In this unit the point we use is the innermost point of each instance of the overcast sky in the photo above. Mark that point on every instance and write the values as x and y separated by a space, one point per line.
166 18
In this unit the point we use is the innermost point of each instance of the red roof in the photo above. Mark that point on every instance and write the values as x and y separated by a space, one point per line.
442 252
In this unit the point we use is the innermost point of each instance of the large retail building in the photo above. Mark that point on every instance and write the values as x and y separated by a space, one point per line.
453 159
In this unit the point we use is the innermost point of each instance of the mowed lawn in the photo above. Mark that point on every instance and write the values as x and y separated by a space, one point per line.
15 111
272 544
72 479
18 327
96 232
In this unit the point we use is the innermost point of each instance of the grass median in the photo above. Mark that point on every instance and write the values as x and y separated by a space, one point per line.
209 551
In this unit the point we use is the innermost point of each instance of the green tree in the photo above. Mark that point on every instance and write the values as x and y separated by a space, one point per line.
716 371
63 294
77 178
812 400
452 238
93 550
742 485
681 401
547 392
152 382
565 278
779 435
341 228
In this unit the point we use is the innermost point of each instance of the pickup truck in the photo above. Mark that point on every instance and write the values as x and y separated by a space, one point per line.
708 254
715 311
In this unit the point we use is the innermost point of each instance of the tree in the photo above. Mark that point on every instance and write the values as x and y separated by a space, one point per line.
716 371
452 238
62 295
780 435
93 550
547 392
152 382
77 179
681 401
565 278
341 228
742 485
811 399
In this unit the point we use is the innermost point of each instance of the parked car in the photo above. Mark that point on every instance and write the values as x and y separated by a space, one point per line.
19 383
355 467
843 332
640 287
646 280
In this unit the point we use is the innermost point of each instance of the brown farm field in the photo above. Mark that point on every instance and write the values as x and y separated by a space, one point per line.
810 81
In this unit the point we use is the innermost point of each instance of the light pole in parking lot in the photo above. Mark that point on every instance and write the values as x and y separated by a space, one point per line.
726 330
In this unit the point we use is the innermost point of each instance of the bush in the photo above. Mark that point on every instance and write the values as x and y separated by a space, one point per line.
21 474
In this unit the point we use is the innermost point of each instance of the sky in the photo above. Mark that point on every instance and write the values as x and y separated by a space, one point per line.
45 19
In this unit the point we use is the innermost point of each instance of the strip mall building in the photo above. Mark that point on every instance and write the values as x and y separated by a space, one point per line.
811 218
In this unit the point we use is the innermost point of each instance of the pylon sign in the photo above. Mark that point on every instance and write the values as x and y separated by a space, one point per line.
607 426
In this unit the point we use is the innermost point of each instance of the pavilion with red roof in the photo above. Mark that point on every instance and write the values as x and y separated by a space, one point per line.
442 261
----------------
> **Assignment**
Copy the data exactly. Leave nothing out.

> **Exercise solution**
In this unit the point we use is the innermost point of each instance of the overcast sky in the photo above. Mark that point on every instance and write the values as x and y separated by a space, one point per line.
166 18
In this unit the point we use is the innermost point of each instance of the red roof in the photo above. Mark that point on every instance and write the values as x and y separated by a space, one point per line.
442 252
In this unit the point we use is the innermost point of each instance of the large retail building in the photo above. Mark that point on every instance and write the values as x and y separated by a space, one point per line.
453 159
In this unit the point we use is the innermost point of each instance of the mowed lawn in the photo above. Mark that point on every instance and write the values as x and y separated by a space, one point per line.
15 111
272 544
72 479
18 327
96 232
In this unit the point we use is the innermost point of each instance of the grass median in the photo above. Mark that point on every instance and write the values as x and y separated by a space, one point per line.
209 551
In this unit the point we use is the innermost point of each instance of the green tree in the photo above. Mark that point on every instance and write the values as x and y separated by a space, one point per line.
716 371
63 294
77 178
812 400
452 238
93 550
742 485
681 401
547 392
152 382
565 278
779 435
341 228
In this unit the point we use is the innermost point of each instance of the pickup truck in the photo above. Mark that point on every instance and write the values as x and y separated by a space, one point per line.
708 254
715 311
In this unit the point we use is the innermost point of each instance of the tree in the photo above. Mark that point on every instance and write the values as x and y separated by a space, one point per line.
716 371
452 238
62 295
780 435
93 550
547 392
152 382
77 179
681 401
565 278
341 228
742 485
811 399
In this unit the point we use is the innermost point of each instance of the parked car in the photo above. Mark that point on every instance and write the values as x and y separated by a space, one point per line.
19 383
355 467
843 332
640 287
646 280
In this unit the point we use is the innermost point of each instance of the brown farm field in the photo above. Mark that point on every instance and write the values as x and y separated by a space, one point per line.
810 81
In this unit the point we use is the innermost point of each instance of the light pole in parking lot in the photo above. Mark that point on every instance and write the values as x and y separated by a space, one point per line.
726 330
In this unit the point we use is the innermost point of each instance of the bush in the photo above. Mark that point on every instance and write the values as x and y separated by a space, one point per line.
21 474
In this unit the point we use is the innermost point of each instance of the sky in the photo above. Mark that point on every instance and write the values as x and y separated by a space, one point per line.
45 19
In this unit the point we use is the innermost point of each instance of the strip mall building in the photo above. Mark that point on every instance and write the values as x and y separated by a space, one point per line.
811 218
In this unit the point we use is the innermost point of each instance of the pylon sign in the photo above. Mark that point on every instance and write the values as x and y separated by a space, one point per line.
607 426
In this unit the point we use is the innermost point of each instance of the pavilion with red roof in the photo above. Mark that point on every instance and write the values as x and y separated by a space, one point per line.
442 261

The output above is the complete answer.